- Supplied material:
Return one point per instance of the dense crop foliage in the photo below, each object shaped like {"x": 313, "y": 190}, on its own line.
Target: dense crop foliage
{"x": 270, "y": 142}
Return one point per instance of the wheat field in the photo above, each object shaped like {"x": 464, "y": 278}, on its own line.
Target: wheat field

- What you should do: Only lines holding the word "Return" belong in the answer; copy each one from the material.

- Response box:
Return one point per instance of the dense crop foliage in the photo below, each object shaped like {"x": 313, "y": 190}, on its own line.
Return one point per instance of the wheat field in the photo above, each object shaped like {"x": 464, "y": 278}, on its own line.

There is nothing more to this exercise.